◆ Challenge
Drop the images; return everything else in the listing below exactly.
━━━━
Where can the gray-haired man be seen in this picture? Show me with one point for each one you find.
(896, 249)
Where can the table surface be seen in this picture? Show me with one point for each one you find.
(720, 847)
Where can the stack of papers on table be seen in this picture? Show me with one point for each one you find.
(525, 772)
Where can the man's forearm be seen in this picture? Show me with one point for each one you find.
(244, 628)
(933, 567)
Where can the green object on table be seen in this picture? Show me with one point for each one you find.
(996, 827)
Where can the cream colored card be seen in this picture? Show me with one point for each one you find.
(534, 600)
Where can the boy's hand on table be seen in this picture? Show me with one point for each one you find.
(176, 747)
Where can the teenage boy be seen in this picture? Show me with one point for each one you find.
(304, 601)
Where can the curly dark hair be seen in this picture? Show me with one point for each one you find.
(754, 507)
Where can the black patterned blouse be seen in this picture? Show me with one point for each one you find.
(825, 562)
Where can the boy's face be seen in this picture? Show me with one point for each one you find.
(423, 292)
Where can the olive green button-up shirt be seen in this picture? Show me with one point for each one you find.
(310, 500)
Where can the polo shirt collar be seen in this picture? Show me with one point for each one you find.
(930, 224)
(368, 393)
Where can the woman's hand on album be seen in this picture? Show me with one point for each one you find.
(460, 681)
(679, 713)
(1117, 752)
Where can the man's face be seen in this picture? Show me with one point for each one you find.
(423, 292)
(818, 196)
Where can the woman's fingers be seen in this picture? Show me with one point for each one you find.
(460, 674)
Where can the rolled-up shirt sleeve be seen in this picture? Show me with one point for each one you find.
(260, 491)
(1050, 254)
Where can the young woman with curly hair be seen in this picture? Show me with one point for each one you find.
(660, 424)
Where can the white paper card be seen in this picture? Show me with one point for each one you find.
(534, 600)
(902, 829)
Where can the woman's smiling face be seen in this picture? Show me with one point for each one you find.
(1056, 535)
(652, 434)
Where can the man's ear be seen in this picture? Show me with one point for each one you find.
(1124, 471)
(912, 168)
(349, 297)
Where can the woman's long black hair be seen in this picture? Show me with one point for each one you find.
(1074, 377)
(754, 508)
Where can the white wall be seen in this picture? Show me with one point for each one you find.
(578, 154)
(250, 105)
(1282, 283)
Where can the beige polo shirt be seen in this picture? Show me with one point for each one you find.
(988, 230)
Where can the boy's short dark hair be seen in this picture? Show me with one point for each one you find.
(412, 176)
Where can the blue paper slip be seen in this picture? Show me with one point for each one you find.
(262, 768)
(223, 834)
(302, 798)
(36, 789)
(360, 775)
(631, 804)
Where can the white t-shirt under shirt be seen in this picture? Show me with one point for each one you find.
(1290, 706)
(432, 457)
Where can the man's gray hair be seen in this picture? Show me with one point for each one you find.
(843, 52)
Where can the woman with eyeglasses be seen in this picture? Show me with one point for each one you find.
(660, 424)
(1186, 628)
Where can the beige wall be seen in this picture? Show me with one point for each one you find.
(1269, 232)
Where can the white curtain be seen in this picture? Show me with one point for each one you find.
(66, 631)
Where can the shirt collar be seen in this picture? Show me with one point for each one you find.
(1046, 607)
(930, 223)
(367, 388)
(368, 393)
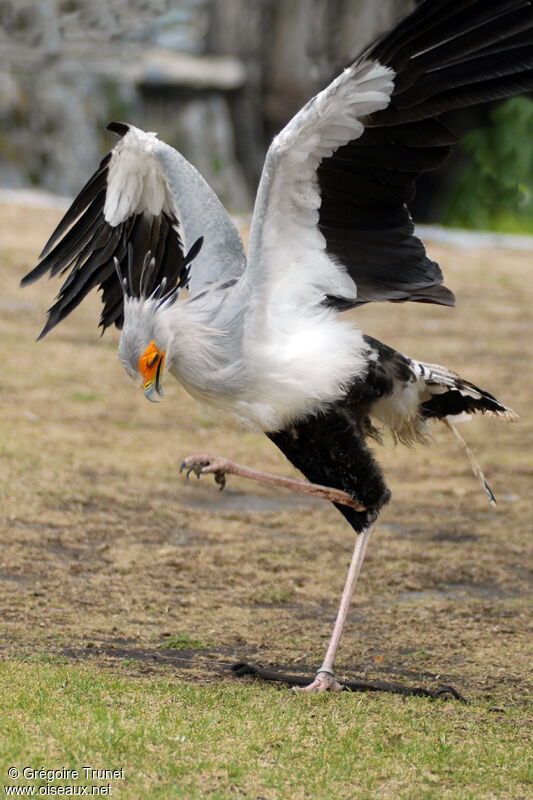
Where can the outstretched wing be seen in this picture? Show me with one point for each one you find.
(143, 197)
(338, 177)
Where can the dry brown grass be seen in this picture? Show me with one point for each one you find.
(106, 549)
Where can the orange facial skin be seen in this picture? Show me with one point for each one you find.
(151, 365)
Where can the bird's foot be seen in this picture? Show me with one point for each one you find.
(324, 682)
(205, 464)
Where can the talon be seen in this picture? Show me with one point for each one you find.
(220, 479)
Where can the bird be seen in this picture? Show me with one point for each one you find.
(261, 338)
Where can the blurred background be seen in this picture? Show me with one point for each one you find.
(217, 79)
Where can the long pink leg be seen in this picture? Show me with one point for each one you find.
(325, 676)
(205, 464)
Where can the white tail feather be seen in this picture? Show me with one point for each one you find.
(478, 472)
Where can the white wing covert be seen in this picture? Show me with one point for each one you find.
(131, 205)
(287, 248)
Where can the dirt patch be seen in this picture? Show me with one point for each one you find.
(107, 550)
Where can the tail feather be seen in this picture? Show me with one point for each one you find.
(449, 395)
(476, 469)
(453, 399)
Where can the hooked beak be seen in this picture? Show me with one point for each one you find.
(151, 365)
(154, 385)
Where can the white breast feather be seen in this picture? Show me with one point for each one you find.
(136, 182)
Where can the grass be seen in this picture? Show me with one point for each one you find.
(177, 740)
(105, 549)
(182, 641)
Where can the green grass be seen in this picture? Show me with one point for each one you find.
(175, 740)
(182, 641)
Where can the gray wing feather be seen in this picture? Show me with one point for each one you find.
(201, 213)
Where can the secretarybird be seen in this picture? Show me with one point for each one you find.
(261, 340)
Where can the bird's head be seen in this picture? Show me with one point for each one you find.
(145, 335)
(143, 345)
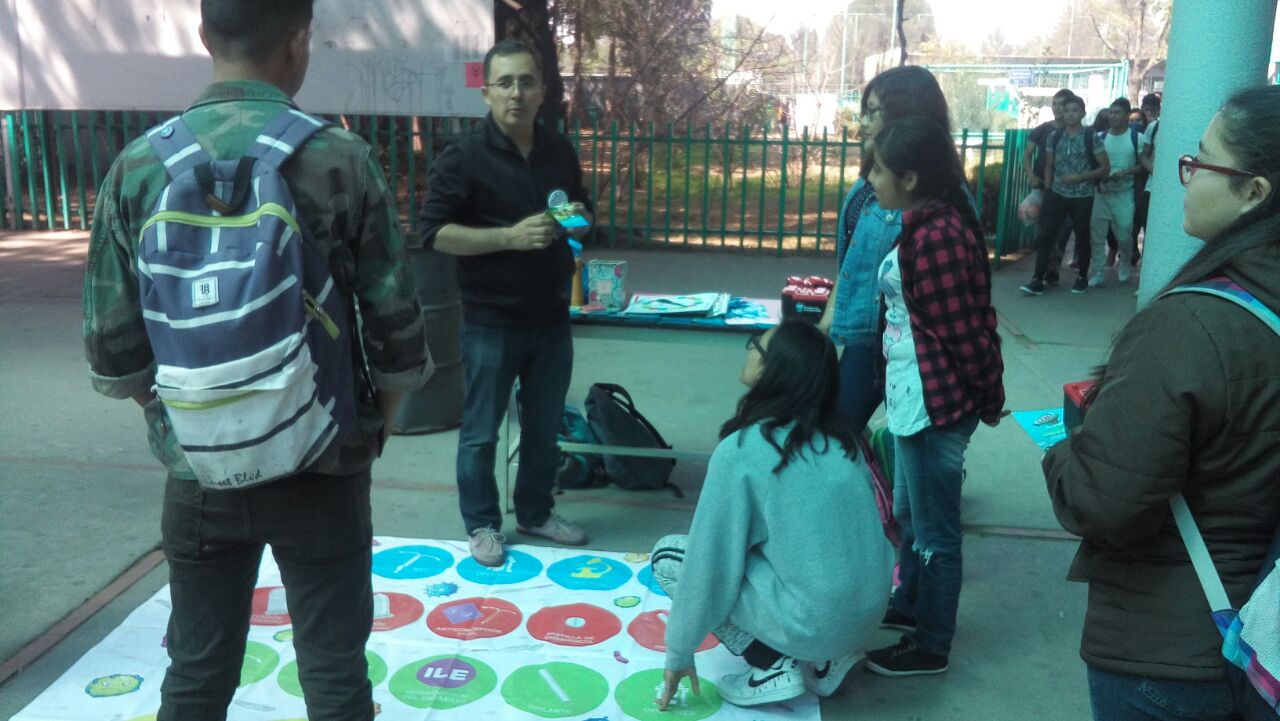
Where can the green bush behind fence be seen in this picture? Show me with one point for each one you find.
━━━━
◆ Output for this exercise
Where can the gray-haired man be seen in this picture? Show me with one point for each one you find.
(896, 249)
Where can the table surface be seen in this picture? Show me with one point for each one you find.
(720, 847)
Where can the stack of papers on table be seen in this picture? Show me with one point for each one you find.
(525, 772)
Where can the man's forearm be seen in this picture? Show me with one point for each one you find.
(244, 628)
(933, 567)
Where can the green object on table be seen in this picture? Show me with one point for each one you find.
(996, 827)
Where can the cream colored card be seen in this picture? Show me with one point for each one you find.
(534, 600)
Where can the boy's hand on table be seen in this picture? Show me with one point for each one you find.
(176, 747)
Where can the teenage boy be seen in this picture? Show me with one point for each one you find.
(304, 601)
Where can the curly dark hair be seen in this picture? Show me with one point for each one you find.
(754, 507)
Where can the black patterned blouse be seen in this picture? Show me with one point for each one you find.
(825, 562)
Where can the boy's face be seen in this picture? Show me with one point for each one you find.
(423, 292)
Where can the olive green button-up shirt be seen in this picture? Show me with one point for each one you find.
(310, 500)
Where can the polo shirt collar be seen in this picture? Show me with one point for each one you find.
(930, 224)
(368, 393)
Where can the woman's hand on album be seen in this picture? Show me with one point for each one you find.
(460, 681)
(679, 713)
(1117, 752)
Where can the man's face be seen in this picture? Show me with one point for each one you find.
(423, 292)
(818, 196)
Where can the woman's fingers be seen in this picture? Show me with one point for each one you find.
(460, 674)
Where can the rolled-up shirt sleeve be seen in this picture? Show me with one point for each one you find.
(260, 491)
(1050, 254)
Where can the young woman with curly hair be seen in this picture? Show me with one point for each one you find.
(660, 424)
Where can the white paper card be seen in this picture? Show me with one point for each one you find.
(534, 600)
(902, 829)
Where can the woman's smiling face be seen in this picture? Show me with one point for each one you find.
(1056, 535)
(652, 434)
Where can the man's ear be seen in this picture? Show me with one point for each one you find.
(1124, 471)
(912, 168)
(349, 297)
Where can the woman's long black hair be seen in this picture? Show me with one point for each one you find.
(1074, 377)
(754, 508)
Where can the white wall be seen in this picture? Show me with one point for each one you find.
(578, 154)
(250, 105)
(1282, 283)
Where can the beige polo shirt be seen in this picture? Show me with one point for each one you find.
(988, 230)
Where can the boy's short dark hair be seen in this picture? Show me with one point for each one you find.
(412, 176)
Where can the blue paper slip be seen in this picture? Show me with one point for each one you find.
(262, 768)
(223, 834)
(302, 798)
(36, 789)
(360, 775)
(631, 804)
Where can the white t-shirt under shirt be seen in this picture? Show me with one point for each one you find.
(1290, 706)
(432, 457)
Where can the man's gray hair be seen in this picture? Show me with one point for each one you find.
(843, 52)
Where can the woman with eyeglasses be seen in this picture? Show me with one point for each one you find.
(660, 424)
(1186, 628)
Where can the beige wall be seen in this picture? Show me with one point for each one you find.
(1269, 232)
Where can the white curtain be seen in this picture? Show me with one point for each one you find.
(66, 631)
Where can the shirt collar be seen in this picture? Show me with one point for each one you find.
(1046, 607)
(930, 223)
(367, 388)
(368, 393)
Where can the outstretched wing be seen in this picture? Show me with one point for each one you find.
(143, 197)
(338, 177)
Where can the dry brown grass be seen in this picture? Show me with one point for each one you find.
(106, 549)
Where can the orange facial skin be seen in this picture? Show me with one point for each one you find.
(151, 365)
Where can the bird's foot be seen in this picture? Show me with one point for each one you find.
(324, 682)
(205, 464)
Where can the talon be seen in this picture? Show me with one point for each one you find.
(220, 479)
Where can the bird be seen in this picture? Show me with one point for each one you find.
(261, 338)
Where can the blurred background be seen in this picture? Show me with one point for each one you find.
(217, 79)
Where can the long pink leg be seen in this picture? Show me with one point for each one you find.
(325, 676)
(205, 464)
Where can the white tail feather be seen in this picture? Show me with one point for each one you find.
(478, 472)
Where can the white wing covert be seen in this picture? Show me with one point for each one you find.
(131, 205)
(287, 248)
Where can the dirt patch be seen in this picture? Show me with one point for each one you find.
(107, 550)
Where can the tail feather be seen in this picture? Show me with one point for each one you find.
(449, 395)
(476, 469)
(453, 399)
Where can the hooked beak be seen in this picture? Show me with one point for each one you find.
(151, 365)
(154, 385)
Where can the white breast feather be seen in this picture? Show me with one point for each one you find.
(136, 182)
Where can the grass be seen in this picture? Show me with one point for each one you find.
(177, 740)
(105, 549)
(182, 641)
Where can the green grass be seen in this picture? Show me with one point for each one you find.
(175, 740)
(182, 641)
Where can the gray wing feather be seen in this picture? Show me with one point for each one you find.
(201, 213)
Where can the secretarybird be seen in this picture? Show me with one point for each one you find.
(261, 340)
Where can the bird's head be seen in this picture? Show me with one point for each one you find.
(145, 335)
(143, 345)
Where can the green bush behind fence be seen in this picture? Show me with one point for each one you find.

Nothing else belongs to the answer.